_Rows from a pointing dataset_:
□ □ □ □ □
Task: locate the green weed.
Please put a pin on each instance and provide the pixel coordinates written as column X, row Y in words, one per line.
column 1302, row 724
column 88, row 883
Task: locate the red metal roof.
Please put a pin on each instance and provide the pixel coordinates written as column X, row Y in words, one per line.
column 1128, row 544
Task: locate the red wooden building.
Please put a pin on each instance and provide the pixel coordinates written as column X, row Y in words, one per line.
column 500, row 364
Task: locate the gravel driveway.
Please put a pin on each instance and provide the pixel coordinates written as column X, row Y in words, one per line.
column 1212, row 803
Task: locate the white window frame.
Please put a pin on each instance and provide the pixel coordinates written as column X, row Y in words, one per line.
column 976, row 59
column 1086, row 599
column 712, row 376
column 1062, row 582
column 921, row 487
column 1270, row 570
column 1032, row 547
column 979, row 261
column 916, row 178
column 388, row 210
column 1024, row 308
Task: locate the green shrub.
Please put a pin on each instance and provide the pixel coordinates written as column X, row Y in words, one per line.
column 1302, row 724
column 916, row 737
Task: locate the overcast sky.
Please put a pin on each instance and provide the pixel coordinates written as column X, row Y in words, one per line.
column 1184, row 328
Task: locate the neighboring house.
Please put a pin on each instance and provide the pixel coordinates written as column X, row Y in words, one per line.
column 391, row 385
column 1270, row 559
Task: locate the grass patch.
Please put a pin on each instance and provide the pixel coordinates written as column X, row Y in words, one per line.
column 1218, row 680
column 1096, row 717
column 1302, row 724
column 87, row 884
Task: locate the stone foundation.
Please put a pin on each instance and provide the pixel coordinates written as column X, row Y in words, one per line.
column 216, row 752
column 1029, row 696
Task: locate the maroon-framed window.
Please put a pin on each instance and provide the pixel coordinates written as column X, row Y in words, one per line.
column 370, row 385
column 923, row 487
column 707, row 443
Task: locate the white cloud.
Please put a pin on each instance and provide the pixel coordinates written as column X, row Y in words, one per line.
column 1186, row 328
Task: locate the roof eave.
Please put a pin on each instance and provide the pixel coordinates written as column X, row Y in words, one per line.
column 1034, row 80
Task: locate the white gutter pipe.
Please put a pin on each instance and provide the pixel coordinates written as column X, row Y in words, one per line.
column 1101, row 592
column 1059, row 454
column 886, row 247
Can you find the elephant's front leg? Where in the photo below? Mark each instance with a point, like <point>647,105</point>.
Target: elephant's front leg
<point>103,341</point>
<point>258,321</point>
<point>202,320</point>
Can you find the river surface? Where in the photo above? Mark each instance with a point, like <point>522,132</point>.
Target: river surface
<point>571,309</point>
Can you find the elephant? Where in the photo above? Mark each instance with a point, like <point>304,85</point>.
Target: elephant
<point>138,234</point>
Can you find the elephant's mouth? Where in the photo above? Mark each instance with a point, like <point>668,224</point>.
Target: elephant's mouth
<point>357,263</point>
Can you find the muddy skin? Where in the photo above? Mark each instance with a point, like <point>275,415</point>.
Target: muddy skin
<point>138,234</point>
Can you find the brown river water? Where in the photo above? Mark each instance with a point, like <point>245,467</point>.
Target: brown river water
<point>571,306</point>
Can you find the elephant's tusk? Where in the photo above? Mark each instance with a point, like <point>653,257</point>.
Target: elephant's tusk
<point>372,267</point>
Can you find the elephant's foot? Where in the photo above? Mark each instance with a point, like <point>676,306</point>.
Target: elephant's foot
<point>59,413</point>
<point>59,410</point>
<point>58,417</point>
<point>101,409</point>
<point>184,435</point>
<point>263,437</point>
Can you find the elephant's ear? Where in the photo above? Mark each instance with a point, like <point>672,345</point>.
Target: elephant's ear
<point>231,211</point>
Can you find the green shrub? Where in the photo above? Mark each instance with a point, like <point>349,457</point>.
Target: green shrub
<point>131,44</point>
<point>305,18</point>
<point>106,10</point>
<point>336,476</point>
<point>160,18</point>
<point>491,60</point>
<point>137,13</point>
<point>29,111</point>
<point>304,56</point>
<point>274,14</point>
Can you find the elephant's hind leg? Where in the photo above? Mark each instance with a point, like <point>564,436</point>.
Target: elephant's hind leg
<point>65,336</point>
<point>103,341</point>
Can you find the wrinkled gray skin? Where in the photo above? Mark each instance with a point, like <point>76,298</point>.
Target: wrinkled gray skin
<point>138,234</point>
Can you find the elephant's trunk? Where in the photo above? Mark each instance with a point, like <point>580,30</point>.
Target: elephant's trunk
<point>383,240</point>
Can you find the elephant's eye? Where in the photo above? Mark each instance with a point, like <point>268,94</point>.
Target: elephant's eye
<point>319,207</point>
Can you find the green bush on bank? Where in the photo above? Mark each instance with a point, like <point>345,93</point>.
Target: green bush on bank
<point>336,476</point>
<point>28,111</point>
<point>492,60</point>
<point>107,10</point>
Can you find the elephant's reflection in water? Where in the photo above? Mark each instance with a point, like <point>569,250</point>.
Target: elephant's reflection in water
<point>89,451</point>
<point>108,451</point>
□ □ □ □ □
_THE PROBLEM_: Can you rewrite all of the data above as a JSON list of strings, with one string per line and blank lines omitted?

_SOLUTION TO THIS TASK_:
[
  "Task: locate the green weed.",
  "Please put a pin on each instance and provide the pixel coordinates written as column X, row Y in words, one per line.",
  "column 1302, row 724",
  "column 88, row 883",
  "Task: locate the red metal roof.",
  "Please put a pin on each instance and provide the pixel coordinates written as column X, row Y in words, one per line.",
  "column 1128, row 544",
  "Task: locate the red wooden building.",
  "Please put a pin on each instance and provide the pixel coordinates written as column X, row Y in words, one per line.",
  "column 500, row 364",
  "Task: locate the gravel driveway.",
  "Please put a pin on each instance and provide the pixel coordinates written as column X, row Y in words, one per line.",
  "column 1212, row 803",
  "Task: locate the white window frame.",
  "Please put a pin on each instance and provide the pixel coordinates written as column X, row Y in words, one per line.",
  "column 976, row 59",
  "column 1086, row 599",
  "column 712, row 376",
  "column 1062, row 582",
  "column 921, row 487",
  "column 1270, row 570",
  "column 1032, row 547",
  "column 979, row 261",
  "column 916, row 178",
  "column 388, row 210",
  "column 1024, row 308",
  "Task: locate the green shrub.",
  "Please put a pin on each instance and provide the pixel coordinates written as column X, row Y in words, one per line.",
  "column 1302, row 724",
  "column 916, row 737",
  "Task: locate the overcast sky.",
  "Please put a pin on each instance and provide the pixel coordinates written as column X, row Y in words, one per line.",
  "column 1184, row 328",
  "Task: locate the neighboring house.",
  "Please put a pin on each instance and provide the pixel coordinates written as column X, row Y in words, one per line.",
  "column 391, row 385",
  "column 1270, row 559",
  "Task: locate the grass patch.",
  "Please put a pin on each instance and provide the pixel coordinates written as column X, row Y in words, one per line.",
  "column 1218, row 680",
  "column 1096, row 717",
  "column 1302, row 724",
  "column 87, row 884",
  "Task: locate the stone foundation.",
  "Please put a pin on each instance and provide the pixel coordinates written as column X, row Y in words, one per line.",
  "column 216, row 752",
  "column 1029, row 696",
  "Task: locate the maroon-framed window.",
  "Please put a pin on each instance and provide the pixel coordinates written as column X, row Y in words, one per line.",
  "column 370, row 385",
  "column 923, row 487",
  "column 707, row 443",
  "Task: locate the white cloud.",
  "Please put a pin on each instance and provide the pixel coordinates written as column X, row Y in words, one per line.",
  "column 1186, row 328",
  "Task: locate the roof eave.",
  "Please put a pin on each instance and provide the pixel coordinates written as column X, row Y in words, one per line.",
  "column 1034, row 80",
  "Task: locate the white gutter pipe.",
  "Please put a pin on each instance and provide the pixel coordinates written as column X, row Y in words, one per line.",
  "column 1101, row 592",
  "column 1059, row 454",
  "column 886, row 247",
  "Can you find the elephant's front leg? Where in the photo below? Mark each instance with a point, like <point>647,105</point>.",
  "Target: elephant's front leg",
  "<point>103,341</point>",
  "<point>258,321</point>",
  "<point>202,320</point>",
  "Can you find the river surface? Where in the photo above? Mark each instance with a point, like <point>522,132</point>.",
  "Target: river surface",
  "<point>571,309</point>",
  "Can you find the elephant? Where in the photo above? Mark each instance with a point, like <point>304,85</point>.",
  "Target: elephant",
  "<point>138,234</point>",
  "Can you find the elephant's mouth? Where in the photo above? Mark each instance with a point, like <point>668,224</point>.",
  "Target: elephant's mouth",
  "<point>357,263</point>",
  "Can you find the muddy skin? Where in the photo above? Mark each instance with a point, like <point>275,415</point>.",
  "Target: muddy skin",
  "<point>138,234</point>",
  "Can you find the brown river water? Where in the photo above? Mark each instance with a point, like <point>245,467</point>.",
  "Target: brown river water",
  "<point>571,306</point>",
  "Can you find the elephant's tusk? Where in the photo above? Mark each instance with a point, like <point>653,257</point>.",
  "Target: elephant's tusk",
  "<point>372,267</point>",
  "Can you find the elephant's foot? Where in the photo above? Mark each instance with a point, like <point>676,306</point>.",
  "Target: elephant's foot",
  "<point>59,413</point>",
  "<point>59,410</point>",
  "<point>58,417</point>",
  "<point>101,409</point>",
  "<point>184,435</point>",
  "<point>263,437</point>",
  "Can you find the elephant's ear? Where in the photo above? Mark each instance with a point, like <point>672,345</point>.",
  "Target: elephant's ear",
  "<point>231,211</point>",
  "Can you find the green shrub? Where in the photo above? Mark each instance with a point, like <point>349,457</point>.",
  "Target: green shrub",
  "<point>131,44</point>",
  "<point>305,18</point>",
  "<point>106,10</point>",
  "<point>336,476</point>",
  "<point>160,18</point>",
  "<point>491,60</point>",
  "<point>137,13</point>",
  "<point>29,111</point>",
  "<point>304,56</point>",
  "<point>274,14</point>",
  "Can you find the elephant's hind leg? Where in the photo above? Mark each instance with a point, like <point>564,436</point>.",
  "Target: elephant's hind leg",
  "<point>65,336</point>",
  "<point>103,341</point>",
  "Can you find the wrinkled gray skin? Where in the photo above? Mark each instance with a point, like <point>76,298</point>.",
  "Target: wrinkled gray skin",
  "<point>138,234</point>",
  "Can you find the elephant's trunk? Where in the photo above? Mark each instance with a point, like <point>580,30</point>.",
  "Target: elephant's trunk",
  "<point>383,240</point>",
  "Can you find the elephant's eye? Where in the photo above? Mark each instance with a point, like <point>268,94</point>.",
  "Target: elephant's eye",
  "<point>319,207</point>",
  "Can you find the green bush on bank? Where in the photo above? Mark each instance with a point, like <point>345,93</point>.",
  "Target: green bush on bank",
  "<point>336,476</point>",
  "<point>28,111</point>",
  "<point>492,60</point>",
  "<point>107,10</point>",
  "Can you find the elephant's reflection in water? Where in the photo above? Mark each instance with a point, like <point>569,250</point>.",
  "Target: elephant's reflection in water",
  "<point>89,451</point>",
  "<point>108,451</point>"
]